### SOURCE DATA ###
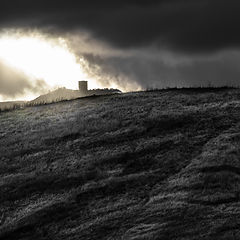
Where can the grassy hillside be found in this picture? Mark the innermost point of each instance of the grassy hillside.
(148, 165)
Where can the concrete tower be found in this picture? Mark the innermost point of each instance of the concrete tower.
(83, 86)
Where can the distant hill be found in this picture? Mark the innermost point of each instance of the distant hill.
(56, 96)
(11, 105)
(147, 165)
(68, 94)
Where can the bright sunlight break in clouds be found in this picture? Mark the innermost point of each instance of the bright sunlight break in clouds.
(42, 58)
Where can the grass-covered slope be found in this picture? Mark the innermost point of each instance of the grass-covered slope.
(148, 165)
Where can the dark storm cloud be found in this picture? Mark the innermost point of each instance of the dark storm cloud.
(156, 72)
(14, 83)
(184, 25)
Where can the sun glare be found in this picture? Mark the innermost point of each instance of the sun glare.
(41, 58)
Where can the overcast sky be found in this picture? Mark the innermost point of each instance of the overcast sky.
(138, 43)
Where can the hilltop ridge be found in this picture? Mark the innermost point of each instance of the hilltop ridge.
(147, 165)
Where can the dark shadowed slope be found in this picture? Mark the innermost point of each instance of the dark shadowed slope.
(148, 165)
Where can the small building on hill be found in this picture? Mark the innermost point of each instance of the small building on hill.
(83, 90)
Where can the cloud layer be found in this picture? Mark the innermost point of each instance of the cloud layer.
(14, 83)
(182, 25)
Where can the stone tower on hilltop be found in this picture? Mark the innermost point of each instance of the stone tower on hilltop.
(83, 87)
###
▶ **TASK DIRECTIONS**
Word for word, restate the lines from the one holding "Where can the concrete" to the last line of the records.

▶ **ANSWER FOR THE TASK**
Where can the concrete tower be found in this picture? Mark the innermost point of each instance of the concrete tower.
(83, 86)
Where can the distant hill be found in this picture? Mark the innermost point of each instance of the distant hill.
(56, 96)
(11, 105)
(147, 165)
(68, 94)
Where can the bright sunlight break in clouds be found in this picture? Mark the innermost point of each instance of the bright sunlight break in clouds.
(42, 58)
Where can the grass-covered slope be found in this picture? Mark the innermost point of each instance of the grass-covered slope.
(148, 165)
Where can the dark storm cloud be found in this picture? Mark the innermost point of each instance of the dark storm cloud.
(156, 72)
(14, 83)
(184, 25)
Where can the sun glare be found in this picture? Mark the innermost point of each instance of the sun glare.
(41, 58)
Where can the overcast sky be found in this picture? Mark the innermost point of each instance of the overcast sky.
(138, 43)
Where can the hilltop ridge be found in this picture? Mark the innermost point of each instance of the hilltop ridge.
(147, 165)
Where can the dark shadowed slope be found in this picture? Mark the innermost point of each instance of the dark shadowed slope.
(148, 165)
Where can the small building on hill be found in this picture? Mark the innermost point of each instance of the small building on hill.
(83, 90)
Where can the cloud layer be found in this picture? Mark the innermost point of each instance of the cloud layer.
(14, 83)
(182, 25)
Where can the stone tower on hilltop be found in this picture? Mark the innermost point of each instance of the stone tower on hilltop.
(83, 87)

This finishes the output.